Repeat exactly the lines that run from the one containing "Exercise. Mark the grey" to the end of the data, and leave out all others.

[Saved entries]
▼▼▼
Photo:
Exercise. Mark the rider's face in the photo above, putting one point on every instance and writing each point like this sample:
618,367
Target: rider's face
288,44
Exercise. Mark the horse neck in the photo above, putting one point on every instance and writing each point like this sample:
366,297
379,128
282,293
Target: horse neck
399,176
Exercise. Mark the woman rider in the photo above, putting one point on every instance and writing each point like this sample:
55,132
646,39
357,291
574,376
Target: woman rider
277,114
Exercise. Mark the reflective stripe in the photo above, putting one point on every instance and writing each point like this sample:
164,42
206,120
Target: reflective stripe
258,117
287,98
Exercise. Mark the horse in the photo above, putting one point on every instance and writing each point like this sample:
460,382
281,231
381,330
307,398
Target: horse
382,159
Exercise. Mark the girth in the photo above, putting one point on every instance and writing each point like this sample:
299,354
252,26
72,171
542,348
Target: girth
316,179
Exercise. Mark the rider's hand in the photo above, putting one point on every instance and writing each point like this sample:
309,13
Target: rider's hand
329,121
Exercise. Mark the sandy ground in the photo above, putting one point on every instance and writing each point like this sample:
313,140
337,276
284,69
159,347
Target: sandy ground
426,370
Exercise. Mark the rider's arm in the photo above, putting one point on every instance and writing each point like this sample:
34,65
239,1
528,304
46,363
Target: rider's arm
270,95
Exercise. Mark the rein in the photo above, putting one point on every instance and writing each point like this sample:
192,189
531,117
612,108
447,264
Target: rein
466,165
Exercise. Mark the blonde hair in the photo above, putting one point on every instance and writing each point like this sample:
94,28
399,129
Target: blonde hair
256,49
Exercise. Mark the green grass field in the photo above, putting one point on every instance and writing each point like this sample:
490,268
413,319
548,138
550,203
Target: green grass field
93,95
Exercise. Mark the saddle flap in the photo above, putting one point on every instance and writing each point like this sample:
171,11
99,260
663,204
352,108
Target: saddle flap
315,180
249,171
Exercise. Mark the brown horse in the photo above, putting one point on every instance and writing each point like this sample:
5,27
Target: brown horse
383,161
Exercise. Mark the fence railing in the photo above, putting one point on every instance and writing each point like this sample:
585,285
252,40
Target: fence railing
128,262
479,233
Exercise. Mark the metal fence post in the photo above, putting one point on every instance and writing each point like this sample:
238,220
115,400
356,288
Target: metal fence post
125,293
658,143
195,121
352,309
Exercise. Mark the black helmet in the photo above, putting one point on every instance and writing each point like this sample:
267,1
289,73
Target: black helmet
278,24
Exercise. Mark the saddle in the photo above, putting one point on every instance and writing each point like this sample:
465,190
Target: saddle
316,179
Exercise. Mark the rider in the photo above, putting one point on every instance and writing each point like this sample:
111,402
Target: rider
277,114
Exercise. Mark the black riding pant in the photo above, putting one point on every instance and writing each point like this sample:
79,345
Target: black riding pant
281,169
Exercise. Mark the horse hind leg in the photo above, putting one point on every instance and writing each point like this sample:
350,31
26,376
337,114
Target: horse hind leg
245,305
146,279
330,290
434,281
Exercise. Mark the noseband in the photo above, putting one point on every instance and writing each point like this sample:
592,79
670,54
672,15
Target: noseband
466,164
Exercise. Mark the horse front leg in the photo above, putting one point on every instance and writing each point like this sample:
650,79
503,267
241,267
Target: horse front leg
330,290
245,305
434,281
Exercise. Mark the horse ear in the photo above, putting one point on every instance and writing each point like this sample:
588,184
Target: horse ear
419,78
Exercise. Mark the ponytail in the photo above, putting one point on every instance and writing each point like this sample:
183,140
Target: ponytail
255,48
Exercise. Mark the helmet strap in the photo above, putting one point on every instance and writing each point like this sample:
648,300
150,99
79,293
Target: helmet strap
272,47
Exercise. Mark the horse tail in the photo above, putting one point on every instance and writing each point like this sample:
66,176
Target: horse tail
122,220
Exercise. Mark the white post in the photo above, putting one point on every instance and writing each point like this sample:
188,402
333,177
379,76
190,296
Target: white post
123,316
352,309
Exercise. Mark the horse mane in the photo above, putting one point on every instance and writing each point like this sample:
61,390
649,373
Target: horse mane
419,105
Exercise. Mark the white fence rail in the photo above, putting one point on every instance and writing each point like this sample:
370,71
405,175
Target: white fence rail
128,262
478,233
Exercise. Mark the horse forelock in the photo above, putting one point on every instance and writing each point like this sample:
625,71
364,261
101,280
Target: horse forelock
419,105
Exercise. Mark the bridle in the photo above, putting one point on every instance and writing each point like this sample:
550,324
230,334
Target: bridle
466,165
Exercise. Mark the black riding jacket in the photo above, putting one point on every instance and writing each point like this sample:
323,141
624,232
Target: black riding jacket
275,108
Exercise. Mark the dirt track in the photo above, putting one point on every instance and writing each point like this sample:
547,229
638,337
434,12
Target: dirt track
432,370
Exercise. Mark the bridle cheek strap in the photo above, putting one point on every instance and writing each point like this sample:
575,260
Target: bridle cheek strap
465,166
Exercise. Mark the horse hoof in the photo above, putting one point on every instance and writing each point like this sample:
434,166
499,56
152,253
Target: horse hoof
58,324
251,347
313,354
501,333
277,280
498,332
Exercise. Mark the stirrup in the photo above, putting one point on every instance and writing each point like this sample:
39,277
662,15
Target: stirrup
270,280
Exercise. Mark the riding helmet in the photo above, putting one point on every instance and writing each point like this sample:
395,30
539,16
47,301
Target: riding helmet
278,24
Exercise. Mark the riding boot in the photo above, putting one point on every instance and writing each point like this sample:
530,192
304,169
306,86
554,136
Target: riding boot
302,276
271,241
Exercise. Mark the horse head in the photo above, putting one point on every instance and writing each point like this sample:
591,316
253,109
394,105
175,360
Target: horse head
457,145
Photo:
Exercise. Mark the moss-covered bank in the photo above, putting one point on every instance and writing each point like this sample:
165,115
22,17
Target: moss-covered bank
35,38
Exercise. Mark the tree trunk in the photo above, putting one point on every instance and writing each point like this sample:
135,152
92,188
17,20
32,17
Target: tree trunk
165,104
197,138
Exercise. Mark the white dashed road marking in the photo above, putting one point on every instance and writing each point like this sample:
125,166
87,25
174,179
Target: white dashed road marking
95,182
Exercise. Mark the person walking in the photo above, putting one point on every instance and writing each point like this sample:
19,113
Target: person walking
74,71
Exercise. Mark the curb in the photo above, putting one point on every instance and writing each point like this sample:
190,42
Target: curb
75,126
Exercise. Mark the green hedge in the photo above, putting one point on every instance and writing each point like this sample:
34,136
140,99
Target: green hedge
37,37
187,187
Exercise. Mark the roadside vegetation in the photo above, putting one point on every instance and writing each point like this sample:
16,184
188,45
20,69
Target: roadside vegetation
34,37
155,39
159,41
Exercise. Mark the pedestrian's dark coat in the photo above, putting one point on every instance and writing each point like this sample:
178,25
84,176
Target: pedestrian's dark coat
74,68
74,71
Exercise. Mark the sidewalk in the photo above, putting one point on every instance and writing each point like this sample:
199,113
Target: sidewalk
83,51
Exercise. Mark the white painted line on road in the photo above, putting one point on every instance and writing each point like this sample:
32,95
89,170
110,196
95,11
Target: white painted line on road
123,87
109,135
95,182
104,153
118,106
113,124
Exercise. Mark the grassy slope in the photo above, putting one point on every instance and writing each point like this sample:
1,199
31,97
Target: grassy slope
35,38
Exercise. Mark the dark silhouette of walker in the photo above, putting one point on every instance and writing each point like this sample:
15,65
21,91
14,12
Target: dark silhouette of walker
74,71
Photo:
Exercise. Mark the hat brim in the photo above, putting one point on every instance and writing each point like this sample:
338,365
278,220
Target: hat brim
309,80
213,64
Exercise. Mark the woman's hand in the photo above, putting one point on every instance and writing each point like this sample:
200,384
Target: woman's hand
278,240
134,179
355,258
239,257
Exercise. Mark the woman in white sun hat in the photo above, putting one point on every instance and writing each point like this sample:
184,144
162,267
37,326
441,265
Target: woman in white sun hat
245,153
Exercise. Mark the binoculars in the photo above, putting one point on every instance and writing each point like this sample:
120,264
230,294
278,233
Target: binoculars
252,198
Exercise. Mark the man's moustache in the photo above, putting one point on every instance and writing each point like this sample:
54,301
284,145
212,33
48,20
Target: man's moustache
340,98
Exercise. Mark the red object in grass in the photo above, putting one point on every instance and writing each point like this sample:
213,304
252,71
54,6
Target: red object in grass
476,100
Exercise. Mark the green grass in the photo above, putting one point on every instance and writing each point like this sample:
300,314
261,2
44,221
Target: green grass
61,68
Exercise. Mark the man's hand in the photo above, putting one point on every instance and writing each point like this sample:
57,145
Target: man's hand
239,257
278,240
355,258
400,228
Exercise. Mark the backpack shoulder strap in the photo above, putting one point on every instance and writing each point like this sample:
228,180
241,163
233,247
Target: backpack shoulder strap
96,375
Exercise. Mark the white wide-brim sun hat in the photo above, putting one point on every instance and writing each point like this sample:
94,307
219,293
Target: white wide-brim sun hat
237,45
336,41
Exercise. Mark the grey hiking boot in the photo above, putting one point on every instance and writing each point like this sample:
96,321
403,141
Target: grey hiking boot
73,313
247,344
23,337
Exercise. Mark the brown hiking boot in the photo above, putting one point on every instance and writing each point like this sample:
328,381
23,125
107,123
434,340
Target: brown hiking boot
▲▲▲
● **Task result**:
Exercise. Mark the grey hiking boot in the photo above, putting one point on every instance and writing each point like this sample:
96,321
403,141
Target: grey hiking boot
73,313
247,344
23,337
Exercise. Mark the brown hiking boot in the photo above, putting one point on every instance and writing each point like this sample:
328,381
23,125
107,123
434,340
Target: brown hiking boot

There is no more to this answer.